Do this: Please swap "green leaf" for "red leaf" in the lines below and write them out again with nothing else changed.

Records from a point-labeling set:
┌──

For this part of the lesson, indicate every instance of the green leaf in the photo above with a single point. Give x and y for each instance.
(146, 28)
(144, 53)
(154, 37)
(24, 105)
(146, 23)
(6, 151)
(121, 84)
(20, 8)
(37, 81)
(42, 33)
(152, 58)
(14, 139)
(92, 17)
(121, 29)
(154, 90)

└──

Expected answer:
For this part of the lesson, indicate every instance of the red leaf in the photo above with a single point. Give x and y for each instance.
(146, 28)
(144, 53)
(154, 37)
(24, 105)
(146, 23)
(6, 151)
(121, 84)
(20, 8)
(37, 81)
(42, 33)
(152, 58)
(14, 139)
(92, 17)
(121, 29)
(154, 90)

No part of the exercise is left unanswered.